* _INSTRUCTIONS FOR THE TASK_: Rewrite all the records below, substituting "widest part" for "thickest part" and changing nothing else. Leave the pictures out of your answer.

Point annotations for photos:
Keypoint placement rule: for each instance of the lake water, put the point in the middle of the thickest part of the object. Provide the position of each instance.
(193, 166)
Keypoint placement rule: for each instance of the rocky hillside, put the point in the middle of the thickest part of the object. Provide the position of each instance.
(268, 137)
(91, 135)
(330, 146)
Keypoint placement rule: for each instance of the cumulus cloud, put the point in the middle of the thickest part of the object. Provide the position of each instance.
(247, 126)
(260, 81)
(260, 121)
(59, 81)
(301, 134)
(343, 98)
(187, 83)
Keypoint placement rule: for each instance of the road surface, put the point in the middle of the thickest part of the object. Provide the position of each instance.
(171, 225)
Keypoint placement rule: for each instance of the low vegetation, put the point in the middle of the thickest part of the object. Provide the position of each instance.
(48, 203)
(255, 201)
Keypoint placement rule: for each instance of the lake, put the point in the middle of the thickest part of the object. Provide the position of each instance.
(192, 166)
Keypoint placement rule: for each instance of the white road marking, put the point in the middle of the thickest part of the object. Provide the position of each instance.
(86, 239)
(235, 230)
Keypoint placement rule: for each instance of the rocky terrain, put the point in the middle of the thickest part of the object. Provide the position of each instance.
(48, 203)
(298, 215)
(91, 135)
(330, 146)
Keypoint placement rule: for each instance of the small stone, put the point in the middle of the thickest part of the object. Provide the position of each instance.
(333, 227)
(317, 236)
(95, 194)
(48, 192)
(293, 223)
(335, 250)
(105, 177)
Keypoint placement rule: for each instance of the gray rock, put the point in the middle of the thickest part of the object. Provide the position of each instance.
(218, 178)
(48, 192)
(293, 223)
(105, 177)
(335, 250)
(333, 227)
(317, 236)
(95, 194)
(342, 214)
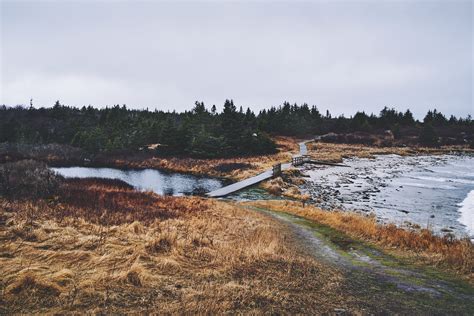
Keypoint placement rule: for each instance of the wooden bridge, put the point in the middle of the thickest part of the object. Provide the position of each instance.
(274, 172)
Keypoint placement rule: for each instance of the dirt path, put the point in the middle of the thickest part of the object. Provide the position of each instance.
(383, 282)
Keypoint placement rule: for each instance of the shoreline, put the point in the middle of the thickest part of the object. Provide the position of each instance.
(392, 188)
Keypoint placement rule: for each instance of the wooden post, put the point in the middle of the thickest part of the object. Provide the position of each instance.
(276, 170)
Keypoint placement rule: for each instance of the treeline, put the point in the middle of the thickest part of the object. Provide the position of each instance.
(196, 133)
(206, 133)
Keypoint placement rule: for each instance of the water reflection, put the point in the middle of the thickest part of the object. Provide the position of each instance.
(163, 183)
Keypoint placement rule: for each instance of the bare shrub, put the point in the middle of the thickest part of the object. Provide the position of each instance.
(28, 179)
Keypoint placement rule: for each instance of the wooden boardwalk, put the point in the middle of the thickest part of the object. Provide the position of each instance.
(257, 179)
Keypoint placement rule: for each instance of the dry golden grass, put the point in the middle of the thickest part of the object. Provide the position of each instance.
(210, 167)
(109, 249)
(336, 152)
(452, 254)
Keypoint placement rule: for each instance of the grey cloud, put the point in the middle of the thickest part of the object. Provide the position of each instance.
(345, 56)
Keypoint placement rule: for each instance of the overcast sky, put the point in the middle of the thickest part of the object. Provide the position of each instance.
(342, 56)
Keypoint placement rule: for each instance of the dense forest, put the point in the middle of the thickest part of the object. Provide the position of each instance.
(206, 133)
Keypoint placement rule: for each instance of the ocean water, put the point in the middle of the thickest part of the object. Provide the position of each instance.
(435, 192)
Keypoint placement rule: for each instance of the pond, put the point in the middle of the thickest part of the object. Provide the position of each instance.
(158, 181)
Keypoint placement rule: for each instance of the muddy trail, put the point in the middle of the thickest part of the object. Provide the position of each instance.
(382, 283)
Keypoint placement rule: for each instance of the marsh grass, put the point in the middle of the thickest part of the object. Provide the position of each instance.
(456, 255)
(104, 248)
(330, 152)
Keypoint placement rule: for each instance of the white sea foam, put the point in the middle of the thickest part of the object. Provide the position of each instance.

* _EXERCISE RESPONSE_:
Keypoint placement rule: for each instance of the lake water, put the point in the middle of the widest part of the object. Provide the position of each instance.
(193, 166)
Keypoint placement rule: for each instance of the rocky hillside, put the point in the middle of the widest part of the object. Provide the position of each instance.
(268, 137)
(91, 135)
(330, 146)
Keypoint placement rule: for each instance of the cumulus cloud, put the point in the middle of the widest part of the object. Provide the position of each instance.
(247, 126)
(260, 81)
(260, 121)
(59, 81)
(301, 134)
(343, 98)
(187, 83)
Keypoint placement rule: for each instance of the road surface, put the point in the middle of the widest part of the object. Provide the position of each instance.
(171, 225)
Keypoint placement rule: for each instance of the low vegetation, put the point in the middle of the widest part of the object. Provide the position of each instance.
(48, 203)
(255, 201)
Keypoint placement rule: for each instance of the lake, put the point in the middle of the widest part of the object. Provide the position of each instance.
(192, 166)
Keypoint placement rule: for each instance of the white road marking, put the point in the middle of the widest part of the object. Provide the position of each instance.
(86, 239)
(235, 230)
Keypoint placement rule: for each instance of the rocky terrain, put the point in the middle of the widest part of the object. Provide the position of each instance.
(48, 203)
(298, 215)
(91, 135)
(330, 146)
Keypoint placement rule: for each instance of the small stone, put the point in the middle of the widest part of the object. Provide the position of each instance.
(333, 227)
(317, 236)
(95, 194)
(48, 192)
(293, 223)
(335, 250)
(105, 177)
Keypoint placement rule: for each instance of the gray rock, put the point in the middle of the widest part of the object. Provide the position of each instance.
(218, 178)
(48, 192)
(293, 223)
(105, 177)
(335, 250)
(333, 227)
(317, 236)
(95, 194)
(342, 214)
Keypoint placement rule: for each instance of the wooden bridge, put the point in the middle of the widest part of the object. Provide the position of each instance.
(274, 172)
Keypoint placement rule: for each instance of the dirt path, put the point in the middle of the widest part of the object. Provide the position of each instance.
(383, 282)
Keypoint placement rule: for each instance of the shoreline, put the point in the middle of the widest part of the object. Provide the position of each instance.
(392, 188)
Keypoint placement rule: for each instance of the wooden post, put the point in the middle of the widest part of the object. Provide the position of each instance.
(276, 170)
Keypoint placement rule: for each instance of the treeline, put the point in the middle of the widest part of the object. Provide the position of each instance.
(196, 133)
(206, 133)
Keypoint placement rule: for each instance of the water reflection, put the point in the middle of the widest part of the object. Provide the position of each instance.
(163, 183)
Keypoint placement rule: for each instance of the bare shrub, put the point in the middle of the widest part of the object. Provide the position of each instance.
(28, 179)
Keypoint placement rule: for each instance of the wooden boardwalk, put the point in the middle of the widest part of the object. Provide the position of each instance.
(257, 179)
Keypoint placement rule: for each instance of the dry golden grass, put the point in the middle of the widest part of the object. Provide the position of each instance.
(210, 167)
(109, 249)
(336, 152)
(452, 254)
Keypoint placement rule: for each instance of the grey cloud, put the point in the middle of the widest part of the object. Provide the position of each instance.
(345, 56)
Keypoint placement rule: for each instance of the overcast sky, put the point in the middle of the widest part of the object. Provide the position of each instance.
(342, 56)
Keypoint placement rule: for each instance of the dense forest, put the point in the middle of the widest part of the object. Provide the position of each instance.
(206, 133)
Keypoint placement rule: for each instance of the ocean water, put the point in the middle of the widest part of the object. Provide the position of each instance.
(435, 192)
Keypoint placement rule: for each instance of the pond, put the point in the middle of the widest part of the object. Provide the position of each instance.
(158, 181)
Keypoint placement rule: for each instance of the muddy trail, put the point in the middle of the widest part of the object. Provide the position of each instance.
(382, 283)
Keypoint placement rule: for each instance of the marsh grass, put the point in the middle of the widest part of the object. Provide the position of each instance.
(456, 255)
(104, 248)
(330, 152)
Keypoint placement rule: for each instance of the white sea foam, put the point in the middle of the widest part of the object. Provide the position of each instance.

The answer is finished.